### What you have to do
Return nothing but the lines from the line containing "the avocado pit" through the last line of the records, reproduced exactly.
─── Entries ───
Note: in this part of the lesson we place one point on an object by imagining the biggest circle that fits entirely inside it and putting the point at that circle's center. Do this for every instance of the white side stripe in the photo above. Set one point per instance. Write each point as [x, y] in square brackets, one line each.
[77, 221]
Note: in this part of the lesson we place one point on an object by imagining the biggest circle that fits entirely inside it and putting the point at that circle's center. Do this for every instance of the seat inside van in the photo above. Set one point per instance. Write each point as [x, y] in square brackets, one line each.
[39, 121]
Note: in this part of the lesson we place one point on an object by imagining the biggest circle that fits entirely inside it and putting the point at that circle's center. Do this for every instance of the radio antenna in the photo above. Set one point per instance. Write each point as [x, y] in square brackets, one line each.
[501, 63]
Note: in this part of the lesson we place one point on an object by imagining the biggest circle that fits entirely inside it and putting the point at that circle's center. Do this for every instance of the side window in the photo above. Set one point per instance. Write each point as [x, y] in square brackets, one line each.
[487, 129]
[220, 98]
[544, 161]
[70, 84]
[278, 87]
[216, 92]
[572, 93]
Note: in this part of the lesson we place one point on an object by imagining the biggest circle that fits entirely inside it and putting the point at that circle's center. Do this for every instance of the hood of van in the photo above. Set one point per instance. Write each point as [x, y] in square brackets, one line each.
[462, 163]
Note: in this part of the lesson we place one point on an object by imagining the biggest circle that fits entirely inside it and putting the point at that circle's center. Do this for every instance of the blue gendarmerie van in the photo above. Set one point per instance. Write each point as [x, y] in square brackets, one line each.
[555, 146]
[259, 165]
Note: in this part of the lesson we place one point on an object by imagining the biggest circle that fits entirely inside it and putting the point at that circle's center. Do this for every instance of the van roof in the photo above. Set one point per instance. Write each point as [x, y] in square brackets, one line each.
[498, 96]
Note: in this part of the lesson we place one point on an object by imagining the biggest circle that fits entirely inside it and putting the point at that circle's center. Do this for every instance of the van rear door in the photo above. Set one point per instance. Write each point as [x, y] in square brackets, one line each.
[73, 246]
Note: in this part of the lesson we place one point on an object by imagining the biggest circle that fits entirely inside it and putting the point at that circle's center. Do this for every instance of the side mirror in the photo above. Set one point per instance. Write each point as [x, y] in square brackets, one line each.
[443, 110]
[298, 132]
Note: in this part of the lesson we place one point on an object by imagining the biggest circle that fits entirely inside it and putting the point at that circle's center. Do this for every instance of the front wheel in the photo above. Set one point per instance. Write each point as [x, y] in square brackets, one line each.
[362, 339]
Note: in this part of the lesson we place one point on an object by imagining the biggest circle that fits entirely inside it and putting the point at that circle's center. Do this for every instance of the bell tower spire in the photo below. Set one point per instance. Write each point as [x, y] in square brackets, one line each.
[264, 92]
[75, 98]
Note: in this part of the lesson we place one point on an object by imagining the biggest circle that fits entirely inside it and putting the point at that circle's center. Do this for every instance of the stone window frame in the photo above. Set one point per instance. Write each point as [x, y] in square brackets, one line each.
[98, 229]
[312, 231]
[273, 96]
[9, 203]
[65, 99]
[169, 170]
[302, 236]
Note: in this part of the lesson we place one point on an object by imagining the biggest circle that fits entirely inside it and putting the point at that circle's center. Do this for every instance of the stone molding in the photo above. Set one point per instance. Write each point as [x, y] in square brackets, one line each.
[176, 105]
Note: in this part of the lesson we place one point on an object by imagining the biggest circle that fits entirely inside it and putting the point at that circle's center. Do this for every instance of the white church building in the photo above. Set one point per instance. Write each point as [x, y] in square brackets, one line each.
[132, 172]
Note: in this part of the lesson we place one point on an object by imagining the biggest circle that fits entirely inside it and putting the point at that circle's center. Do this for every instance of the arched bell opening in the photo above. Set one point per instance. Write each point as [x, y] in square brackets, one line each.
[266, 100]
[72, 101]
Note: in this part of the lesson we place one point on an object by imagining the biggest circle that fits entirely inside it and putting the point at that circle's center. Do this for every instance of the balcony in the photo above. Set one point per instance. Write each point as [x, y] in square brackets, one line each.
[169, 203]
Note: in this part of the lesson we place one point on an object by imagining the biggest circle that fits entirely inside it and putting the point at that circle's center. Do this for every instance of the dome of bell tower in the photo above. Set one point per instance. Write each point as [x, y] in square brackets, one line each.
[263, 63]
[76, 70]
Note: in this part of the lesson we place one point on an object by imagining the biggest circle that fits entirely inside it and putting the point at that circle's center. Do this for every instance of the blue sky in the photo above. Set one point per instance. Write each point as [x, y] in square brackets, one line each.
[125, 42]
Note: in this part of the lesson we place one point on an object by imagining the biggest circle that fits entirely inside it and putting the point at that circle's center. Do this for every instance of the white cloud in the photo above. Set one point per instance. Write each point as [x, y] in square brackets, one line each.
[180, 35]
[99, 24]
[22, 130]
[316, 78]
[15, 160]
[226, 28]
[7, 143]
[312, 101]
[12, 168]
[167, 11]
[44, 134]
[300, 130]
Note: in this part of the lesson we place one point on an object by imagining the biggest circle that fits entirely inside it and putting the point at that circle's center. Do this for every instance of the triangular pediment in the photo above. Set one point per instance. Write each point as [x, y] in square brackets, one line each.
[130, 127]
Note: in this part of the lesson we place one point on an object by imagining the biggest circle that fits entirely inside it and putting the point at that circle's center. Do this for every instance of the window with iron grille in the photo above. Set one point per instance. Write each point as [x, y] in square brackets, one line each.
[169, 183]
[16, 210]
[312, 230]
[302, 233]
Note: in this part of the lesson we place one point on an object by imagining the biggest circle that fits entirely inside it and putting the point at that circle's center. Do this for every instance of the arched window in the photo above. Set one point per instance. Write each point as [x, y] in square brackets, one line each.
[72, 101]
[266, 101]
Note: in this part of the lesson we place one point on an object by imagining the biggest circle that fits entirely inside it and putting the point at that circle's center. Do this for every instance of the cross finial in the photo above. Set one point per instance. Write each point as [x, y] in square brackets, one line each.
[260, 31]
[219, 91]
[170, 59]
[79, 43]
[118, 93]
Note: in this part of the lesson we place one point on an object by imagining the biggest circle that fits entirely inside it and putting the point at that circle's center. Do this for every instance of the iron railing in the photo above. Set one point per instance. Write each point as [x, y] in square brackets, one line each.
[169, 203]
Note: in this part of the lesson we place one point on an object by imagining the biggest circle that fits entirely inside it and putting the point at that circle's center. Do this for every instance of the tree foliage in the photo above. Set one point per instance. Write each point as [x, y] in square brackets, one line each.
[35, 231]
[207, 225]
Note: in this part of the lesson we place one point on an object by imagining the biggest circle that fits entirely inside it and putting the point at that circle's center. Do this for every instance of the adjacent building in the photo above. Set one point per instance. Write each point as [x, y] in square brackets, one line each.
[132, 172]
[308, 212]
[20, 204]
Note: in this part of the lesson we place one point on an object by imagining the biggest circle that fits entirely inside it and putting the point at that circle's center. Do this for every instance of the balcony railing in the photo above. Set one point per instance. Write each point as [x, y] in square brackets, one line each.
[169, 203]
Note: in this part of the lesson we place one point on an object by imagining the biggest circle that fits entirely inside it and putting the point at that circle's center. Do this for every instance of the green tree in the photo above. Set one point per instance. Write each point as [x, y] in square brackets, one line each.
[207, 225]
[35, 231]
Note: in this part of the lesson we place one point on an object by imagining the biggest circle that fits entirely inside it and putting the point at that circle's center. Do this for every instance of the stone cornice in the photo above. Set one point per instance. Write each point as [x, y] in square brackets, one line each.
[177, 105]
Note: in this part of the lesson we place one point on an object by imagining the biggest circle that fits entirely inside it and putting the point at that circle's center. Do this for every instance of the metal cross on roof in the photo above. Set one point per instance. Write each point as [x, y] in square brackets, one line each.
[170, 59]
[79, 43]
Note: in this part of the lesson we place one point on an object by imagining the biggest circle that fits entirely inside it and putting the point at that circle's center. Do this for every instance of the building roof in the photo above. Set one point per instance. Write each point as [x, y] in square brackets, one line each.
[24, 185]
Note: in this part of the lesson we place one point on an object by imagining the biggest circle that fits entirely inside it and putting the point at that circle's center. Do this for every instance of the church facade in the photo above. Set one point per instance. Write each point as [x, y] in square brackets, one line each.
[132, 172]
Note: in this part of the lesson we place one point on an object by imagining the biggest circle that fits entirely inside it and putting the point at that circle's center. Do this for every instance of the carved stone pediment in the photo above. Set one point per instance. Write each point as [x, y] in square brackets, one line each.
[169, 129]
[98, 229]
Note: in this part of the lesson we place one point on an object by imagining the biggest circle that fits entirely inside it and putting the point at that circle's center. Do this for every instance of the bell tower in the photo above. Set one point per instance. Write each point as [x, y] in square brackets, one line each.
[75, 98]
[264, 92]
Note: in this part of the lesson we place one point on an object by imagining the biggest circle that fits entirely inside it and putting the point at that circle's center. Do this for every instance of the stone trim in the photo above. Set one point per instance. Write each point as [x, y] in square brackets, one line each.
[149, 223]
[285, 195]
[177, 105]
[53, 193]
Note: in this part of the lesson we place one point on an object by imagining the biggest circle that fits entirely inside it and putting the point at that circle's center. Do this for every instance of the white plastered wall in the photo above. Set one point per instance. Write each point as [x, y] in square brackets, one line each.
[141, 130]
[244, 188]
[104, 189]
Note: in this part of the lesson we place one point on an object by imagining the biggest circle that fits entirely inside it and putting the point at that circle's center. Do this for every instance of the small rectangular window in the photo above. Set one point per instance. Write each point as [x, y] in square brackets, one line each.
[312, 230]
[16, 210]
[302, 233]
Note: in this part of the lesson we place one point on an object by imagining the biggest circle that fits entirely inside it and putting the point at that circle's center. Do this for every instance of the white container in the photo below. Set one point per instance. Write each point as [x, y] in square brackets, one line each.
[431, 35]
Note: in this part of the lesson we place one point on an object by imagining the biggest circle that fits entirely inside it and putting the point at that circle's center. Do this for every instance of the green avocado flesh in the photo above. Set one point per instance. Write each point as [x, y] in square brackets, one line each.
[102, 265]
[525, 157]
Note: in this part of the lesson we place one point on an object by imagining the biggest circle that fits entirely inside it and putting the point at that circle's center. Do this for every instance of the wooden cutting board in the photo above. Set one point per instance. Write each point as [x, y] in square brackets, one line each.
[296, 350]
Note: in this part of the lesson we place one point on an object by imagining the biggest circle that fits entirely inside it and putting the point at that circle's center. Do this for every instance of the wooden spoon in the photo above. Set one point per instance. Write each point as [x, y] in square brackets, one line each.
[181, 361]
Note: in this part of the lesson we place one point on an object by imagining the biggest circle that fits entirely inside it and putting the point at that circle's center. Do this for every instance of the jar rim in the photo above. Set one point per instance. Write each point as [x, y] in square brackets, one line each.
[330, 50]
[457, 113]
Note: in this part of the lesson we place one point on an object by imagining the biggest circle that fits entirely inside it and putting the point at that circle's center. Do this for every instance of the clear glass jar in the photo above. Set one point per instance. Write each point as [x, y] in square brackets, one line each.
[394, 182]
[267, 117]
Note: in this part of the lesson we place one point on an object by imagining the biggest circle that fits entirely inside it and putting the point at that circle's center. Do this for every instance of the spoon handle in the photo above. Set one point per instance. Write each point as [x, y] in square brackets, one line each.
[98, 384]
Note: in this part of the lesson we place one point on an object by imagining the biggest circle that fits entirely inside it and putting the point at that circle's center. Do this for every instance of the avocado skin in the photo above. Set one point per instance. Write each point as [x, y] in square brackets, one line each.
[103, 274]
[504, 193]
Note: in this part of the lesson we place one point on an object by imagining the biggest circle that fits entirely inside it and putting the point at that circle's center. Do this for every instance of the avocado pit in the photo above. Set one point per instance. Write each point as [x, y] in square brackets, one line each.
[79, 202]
───
### Full output
Note: in this part of the lesson we place one point on an object by imagining the biggest circle that fits entirely inside it and putting the point at that circle's center. Do this for every instance of the avocado pit in the photo above. Set one point per instance. Write each point as [x, y] in square brackets, one line each.
[79, 202]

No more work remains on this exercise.